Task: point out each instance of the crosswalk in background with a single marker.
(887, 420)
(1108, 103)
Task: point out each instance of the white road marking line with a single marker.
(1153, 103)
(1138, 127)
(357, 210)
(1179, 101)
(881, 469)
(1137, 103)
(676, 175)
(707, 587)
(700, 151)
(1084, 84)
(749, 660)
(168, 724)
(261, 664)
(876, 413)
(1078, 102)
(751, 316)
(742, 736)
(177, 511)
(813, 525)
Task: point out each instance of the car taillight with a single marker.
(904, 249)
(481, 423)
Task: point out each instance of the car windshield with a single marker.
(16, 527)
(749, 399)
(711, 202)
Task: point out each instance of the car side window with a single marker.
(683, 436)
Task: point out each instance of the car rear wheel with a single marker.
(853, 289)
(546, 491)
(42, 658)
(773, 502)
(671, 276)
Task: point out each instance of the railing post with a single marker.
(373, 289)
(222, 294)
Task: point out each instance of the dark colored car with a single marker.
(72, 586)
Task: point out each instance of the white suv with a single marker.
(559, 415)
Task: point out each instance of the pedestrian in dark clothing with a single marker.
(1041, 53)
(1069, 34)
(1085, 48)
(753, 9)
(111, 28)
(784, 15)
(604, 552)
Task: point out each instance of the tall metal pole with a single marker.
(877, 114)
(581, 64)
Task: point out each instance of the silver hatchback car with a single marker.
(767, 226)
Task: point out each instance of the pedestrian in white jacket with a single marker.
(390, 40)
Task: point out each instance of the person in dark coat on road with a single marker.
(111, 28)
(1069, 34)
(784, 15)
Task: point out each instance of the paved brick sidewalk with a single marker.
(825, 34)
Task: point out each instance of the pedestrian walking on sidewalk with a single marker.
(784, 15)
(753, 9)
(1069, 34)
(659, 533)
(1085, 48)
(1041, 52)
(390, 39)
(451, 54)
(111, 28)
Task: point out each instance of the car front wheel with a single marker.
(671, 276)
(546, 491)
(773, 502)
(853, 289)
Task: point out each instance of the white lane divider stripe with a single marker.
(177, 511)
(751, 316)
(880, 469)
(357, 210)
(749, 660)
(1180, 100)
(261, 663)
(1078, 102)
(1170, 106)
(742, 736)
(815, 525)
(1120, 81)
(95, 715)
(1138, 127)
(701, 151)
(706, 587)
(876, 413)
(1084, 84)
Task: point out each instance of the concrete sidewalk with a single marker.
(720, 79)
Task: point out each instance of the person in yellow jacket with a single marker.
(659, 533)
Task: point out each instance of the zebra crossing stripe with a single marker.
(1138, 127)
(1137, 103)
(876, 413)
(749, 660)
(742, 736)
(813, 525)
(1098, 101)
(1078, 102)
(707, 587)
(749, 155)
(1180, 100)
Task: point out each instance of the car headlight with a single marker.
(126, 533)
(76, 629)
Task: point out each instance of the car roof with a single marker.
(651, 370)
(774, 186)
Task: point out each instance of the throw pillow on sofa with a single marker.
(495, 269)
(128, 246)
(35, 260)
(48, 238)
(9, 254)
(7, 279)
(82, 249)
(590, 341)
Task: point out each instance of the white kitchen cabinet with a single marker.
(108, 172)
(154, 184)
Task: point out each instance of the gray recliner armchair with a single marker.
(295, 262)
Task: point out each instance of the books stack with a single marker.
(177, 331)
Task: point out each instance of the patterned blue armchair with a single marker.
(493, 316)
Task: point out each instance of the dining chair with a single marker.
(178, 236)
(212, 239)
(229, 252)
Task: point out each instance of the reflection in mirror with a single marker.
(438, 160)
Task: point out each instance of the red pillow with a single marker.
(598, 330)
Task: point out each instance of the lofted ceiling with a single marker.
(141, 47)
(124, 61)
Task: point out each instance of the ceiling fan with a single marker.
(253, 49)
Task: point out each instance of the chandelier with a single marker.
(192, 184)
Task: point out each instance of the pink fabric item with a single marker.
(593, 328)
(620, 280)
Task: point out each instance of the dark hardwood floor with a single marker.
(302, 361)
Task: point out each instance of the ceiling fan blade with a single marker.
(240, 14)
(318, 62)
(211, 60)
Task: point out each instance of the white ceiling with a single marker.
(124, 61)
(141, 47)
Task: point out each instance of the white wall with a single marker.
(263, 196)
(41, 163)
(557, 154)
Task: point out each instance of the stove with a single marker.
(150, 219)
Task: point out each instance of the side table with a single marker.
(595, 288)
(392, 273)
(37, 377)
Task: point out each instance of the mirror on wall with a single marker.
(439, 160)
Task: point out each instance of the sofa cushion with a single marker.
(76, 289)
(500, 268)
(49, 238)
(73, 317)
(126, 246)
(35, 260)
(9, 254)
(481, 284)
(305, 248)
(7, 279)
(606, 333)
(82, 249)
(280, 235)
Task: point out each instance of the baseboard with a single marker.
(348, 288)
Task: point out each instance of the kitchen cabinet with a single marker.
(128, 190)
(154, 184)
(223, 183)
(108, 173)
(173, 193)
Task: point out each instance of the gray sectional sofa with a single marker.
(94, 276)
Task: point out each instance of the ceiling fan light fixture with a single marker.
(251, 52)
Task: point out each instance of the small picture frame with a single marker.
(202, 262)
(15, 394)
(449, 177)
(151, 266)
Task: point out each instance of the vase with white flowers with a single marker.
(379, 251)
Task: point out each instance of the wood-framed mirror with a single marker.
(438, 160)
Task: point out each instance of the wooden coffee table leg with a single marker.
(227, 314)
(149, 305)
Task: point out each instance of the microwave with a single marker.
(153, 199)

_ _ _ _

### Goal
Repeat, exactly and only, the lines above from the one containing "Task: point out each instance of the dining" through the end of the material.

### Written solution
Task: point out each instance of the dining chair with a single marker.
(178, 236)
(212, 239)
(229, 252)
Task: point out each instance of the reflection in mirror with a single marker.
(438, 160)
Task: point out each instance of the red pillow with a single marker.
(598, 330)
Task: point out each instance of the lofted ceiling with a single marker.
(141, 47)
(124, 61)
Task: point out each instance of the ceiling fan with a single marker.
(253, 49)
Task: point out each instance of the chandelier with a single marker.
(192, 184)
Task: point out each instance of the pink fabric item with a single marker.
(593, 328)
(620, 280)
Task: point out each instance of the dark hardwood floor with a single marker.
(302, 361)
Task: point out each instance of the ceiling fan blade with a single marker.
(240, 14)
(318, 62)
(211, 60)
Task: point out each instance of the white ceiling with a single marker.
(124, 61)
(141, 47)
Task: point out each instance of the white wall with a single marker.
(263, 196)
(41, 163)
(557, 154)
Task: point out each instance of the stove with a single marker.
(150, 219)
Task: point out each instance of the side table with a single marker.
(595, 288)
(392, 273)
(37, 377)
Task: point out each instance of the mirror on wall with a single marker.
(439, 160)
Task: point out each instance of the sofa cushion with a single marker.
(76, 289)
(500, 268)
(49, 238)
(73, 317)
(126, 246)
(35, 260)
(9, 254)
(481, 284)
(305, 248)
(7, 279)
(606, 333)
(82, 249)
(280, 235)
Task: point out each instance of the baseboard with a single marker.
(348, 288)
Task: point out each instance of the kitchen cabinet with a single marker.
(128, 190)
(154, 184)
(223, 183)
(108, 173)
(173, 193)
Task: point out each instance of the gray sectional sofa with a single marker.
(94, 276)
Task: point out each instance of the ceiling fan light fixture with a single marker.
(251, 52)
Task: point out each instance of the small picture frame with a single marker.
(202, 262)
(15, 394)
(449, 177)
(151, 266)
Task: point out each instance of the vase with white flowers with a single marker.
(379, 251)
Task: point out each instance of the wood-framed mirror with a single marker.
(438, 160)
Task: point out each instance of the wooden coffee table leg with a single marker.
(227, 314)
(149, 305)
Task: point out each instance of the microwave with a single marker.
(153, 199)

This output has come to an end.